> **Study text**:
________

Coupling Visual Semantics of Artificial Neural Networks and Human Brain Function via Synchronized Activations

TL;DR

This paper introduces Sync-ACT, a novel framework that links artificial neural network representations with human brain semantics using nfMRI data, revealing significant correlations and potential for brain-inspired AI.

Contribution

The study presents the first method to semantically annotate ANN neurons with human brain data, establishing a new link between artificial and biological neural representations.

Findings

Significant correlation between CNN visual semantics and human brain networks.

CNN's similarity to brain representations correlates with classification performance.

Sync-ACT effectively couples ANN and BNN semantic spaces.

Abstract

Artificial neural networks (ANNs), originally inspired by biological neural networks (BNNs), have achieved remarkable successes in many tasks such as visual representation learning. However, whether there exists semantic correlations/connections between the visual representations in ANNs and those in BNNs remains largely unexplored due to both the lack of an effective tool to link and couple two different domains, and the lack of a general and effective framework of representing the visual semantics in BNNs such as human functional brain networks (FBNs). To answer this question, we propose a novel computational framework, Synchronized Activations (Sync-ACT), to couple the visual representation spaces and semantics between ANNs and BNNs in human brain based on naturalistic functional magnetic resonance imaging (nfMRI) data. With this approach, we are able to semantically annotate the neurons in ANNs with biologically meaningful description derived from human brain imaging for the first time. We evaluated the Sync-ACT framework on two publicly available movie-watching nfMRI datasets. The experiments demonstrate a) the significant correlation and similarity of the semantics between the visual representations in FBNs and those in a variety of convolutional neural networks (CNNs) models; b) the close relationship between CNN's visual representation similarity to BNNs and its performance in image classification tasks. Overall, our study introduces a general and effective paradigm to couple the ANNs and BNNs and provides novel insights for future studies such as brain-inspired artificial intelligence.

________

> **Input data**:
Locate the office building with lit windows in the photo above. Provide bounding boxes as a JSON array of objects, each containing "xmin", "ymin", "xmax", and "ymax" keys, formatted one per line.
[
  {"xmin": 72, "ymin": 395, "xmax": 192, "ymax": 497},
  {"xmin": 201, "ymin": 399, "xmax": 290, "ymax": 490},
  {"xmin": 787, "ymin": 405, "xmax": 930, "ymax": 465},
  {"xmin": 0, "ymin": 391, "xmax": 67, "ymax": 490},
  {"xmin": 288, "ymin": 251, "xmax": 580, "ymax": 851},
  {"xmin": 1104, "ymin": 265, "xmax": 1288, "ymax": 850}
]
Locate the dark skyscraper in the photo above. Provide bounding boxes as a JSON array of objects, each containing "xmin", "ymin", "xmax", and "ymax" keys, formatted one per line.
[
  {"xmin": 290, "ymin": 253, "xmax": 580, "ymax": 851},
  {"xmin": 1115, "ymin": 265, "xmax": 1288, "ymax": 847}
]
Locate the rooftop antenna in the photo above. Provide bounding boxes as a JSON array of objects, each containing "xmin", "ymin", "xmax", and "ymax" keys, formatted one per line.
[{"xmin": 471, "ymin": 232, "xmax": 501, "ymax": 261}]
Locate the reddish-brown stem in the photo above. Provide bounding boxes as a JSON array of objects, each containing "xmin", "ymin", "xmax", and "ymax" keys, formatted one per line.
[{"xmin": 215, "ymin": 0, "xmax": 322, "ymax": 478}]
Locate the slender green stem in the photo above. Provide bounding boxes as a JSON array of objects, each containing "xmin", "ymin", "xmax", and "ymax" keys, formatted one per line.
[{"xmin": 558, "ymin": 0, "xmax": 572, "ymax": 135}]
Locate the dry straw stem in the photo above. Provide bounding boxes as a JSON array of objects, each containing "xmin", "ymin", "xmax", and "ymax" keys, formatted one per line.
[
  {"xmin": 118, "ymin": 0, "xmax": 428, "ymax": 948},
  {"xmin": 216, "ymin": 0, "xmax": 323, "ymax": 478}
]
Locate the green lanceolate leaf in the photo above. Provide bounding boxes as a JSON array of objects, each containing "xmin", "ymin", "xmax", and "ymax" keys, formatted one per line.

________

> **What is being asked**: Write out, word for word, the portion of the Sync-ACT paper summary starting at "The study presents" and ending at "human brain networks.".

> **Response to the exercise**:
The study presents the first method to semantically annotate ANN neurons with human brain data, establishing a new link between artificial and biological neural representations.

Findings

Significant correlation between CNN visual semantics and human brain networks.